GIVEN INFORMATION.
########

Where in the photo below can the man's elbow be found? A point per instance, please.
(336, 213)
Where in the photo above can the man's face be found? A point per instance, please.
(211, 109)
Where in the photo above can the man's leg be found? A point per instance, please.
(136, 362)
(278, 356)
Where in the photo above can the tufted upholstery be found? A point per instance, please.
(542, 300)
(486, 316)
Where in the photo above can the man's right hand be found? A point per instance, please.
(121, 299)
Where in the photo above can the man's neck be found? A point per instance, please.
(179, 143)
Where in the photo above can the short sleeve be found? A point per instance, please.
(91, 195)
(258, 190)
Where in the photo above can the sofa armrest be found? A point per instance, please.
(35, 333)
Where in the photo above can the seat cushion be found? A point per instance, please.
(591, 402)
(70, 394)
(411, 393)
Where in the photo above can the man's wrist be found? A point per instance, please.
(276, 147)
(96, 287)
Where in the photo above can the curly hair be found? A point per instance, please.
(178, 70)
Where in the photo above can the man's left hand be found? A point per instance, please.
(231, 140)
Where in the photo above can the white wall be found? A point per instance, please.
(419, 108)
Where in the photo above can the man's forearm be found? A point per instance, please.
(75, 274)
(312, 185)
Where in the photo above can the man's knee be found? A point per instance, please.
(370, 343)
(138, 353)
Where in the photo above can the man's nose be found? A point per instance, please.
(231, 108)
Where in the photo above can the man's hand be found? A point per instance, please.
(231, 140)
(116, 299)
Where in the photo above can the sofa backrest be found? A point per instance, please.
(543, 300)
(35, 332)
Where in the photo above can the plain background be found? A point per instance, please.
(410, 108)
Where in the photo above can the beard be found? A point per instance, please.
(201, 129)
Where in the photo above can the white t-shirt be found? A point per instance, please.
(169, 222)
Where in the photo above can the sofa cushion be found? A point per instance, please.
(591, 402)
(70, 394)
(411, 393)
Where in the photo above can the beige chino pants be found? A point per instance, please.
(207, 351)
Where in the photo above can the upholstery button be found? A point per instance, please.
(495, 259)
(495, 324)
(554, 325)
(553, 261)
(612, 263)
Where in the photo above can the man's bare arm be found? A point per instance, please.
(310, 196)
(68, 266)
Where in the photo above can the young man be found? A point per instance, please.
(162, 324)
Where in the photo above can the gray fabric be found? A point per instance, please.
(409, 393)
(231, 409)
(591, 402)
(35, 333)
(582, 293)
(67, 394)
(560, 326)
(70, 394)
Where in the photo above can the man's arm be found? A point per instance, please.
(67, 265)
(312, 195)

########

WHAT THE TASK REQUIRES. Change "A point per instance" to "One point for each instance" wherever it appears in the lines above, then write out all the lines again with nothing else altered.

RESPONSE TO THIS EXERCISE.
Where in the photo below can the man's elbow be found? One point for each instance, please.
(336, 213)
Where in the photo above can the man's face be found? One point for each instance, please.
(211, 109)
Where in the photo above can the man's leg be found? One point for each instance, please.
(136, 362)
(278, 356)
Where in the photo above can the tufted upholstery be found? One point for each instance, please.
(542, 300)
(486, 316)
Where in the photo above can the man's right hand be found? One point for each instance, please.
(121, 299)
Where in the photo above can the man's neck be found? One point for each instance, please.
(179, 143)
Where in the photo above can the short sleeve be found? One point for each instance, please.
(91, 195)
(258, 190)
Where in the photo above can the sofa armrest be found? One point for each instance, please.
(35, 333)
Where in the photo above can the seat cushion be found? One point for each instance, please.
(591, 402)
(70, 394)
(411, 393)
Where in the photo above can the man's wrist be found? One point for each instance, please.
(276, 147)
(96, 287)
Where in the photo above can the curly hair be found? One point for each instance, please.
(178, 70)
Where in the photo above can the man's left hand be found? One point for each instance, please.
(231, 140)
Where in the photo above can the white wall be found? One point for each instance, please.
(419, 108)
Where in the photo above can the man's forearm be found? One point for each instance, please.
(75, 274)
(312, 185)
Where in the photo above can the man's knee be found? One point for each instance, please.
(370, 343)
(138, 353)
Where in the photo above can the man's nose be found? One point for each instance, please.
(231, 108)
Where in the photo above can the man's hand be found? One point for each instance, please.
(231, 140)
(116, 299)
Where in the photo above can the sofa backrest be found? One point for each instance, please.
(543, 300)
(35, 332)
Where in the photo above can the plain background be found? One point for each instance, please.
(410, 108)
Where in the photo above can the beard be found? One point for each instance, please.
(201, 129)
Where in the photo above can the white t-shirt be found? One point for each instance, please.
(169, 222)
Where in the photo above can the sofa cushion be found? One point for each instance, please.
(591, 402)
(70, 394)
(411, 393)
Where in the photo above can the beige chino pants be found? One point for each instance, please.
(207, 351)
Where in the photo above can the upholstery button be found? One point for each instance, please.
(495, 259)
(495, 324)
(554, 325)
(553, 261)
(612, 263)
Where in the photo above can the man's bare arm be found? One point for each instance, please.
(310, 196)
(68, 266)
Where in the photo above can the young man be found? One point for each instance, please.
(162, 324)
Where in the photo above can the gray fabric be found? One point for each instance, please.
(409, 393)
(231, 409)
(591, 402)
(35, 333)
(582, 293)
(67, 394)
(560, 326)
(70, 394)
Where in the photo above can the man's arm be found? One point for each instance, please.
(67, 265)
(312, 195)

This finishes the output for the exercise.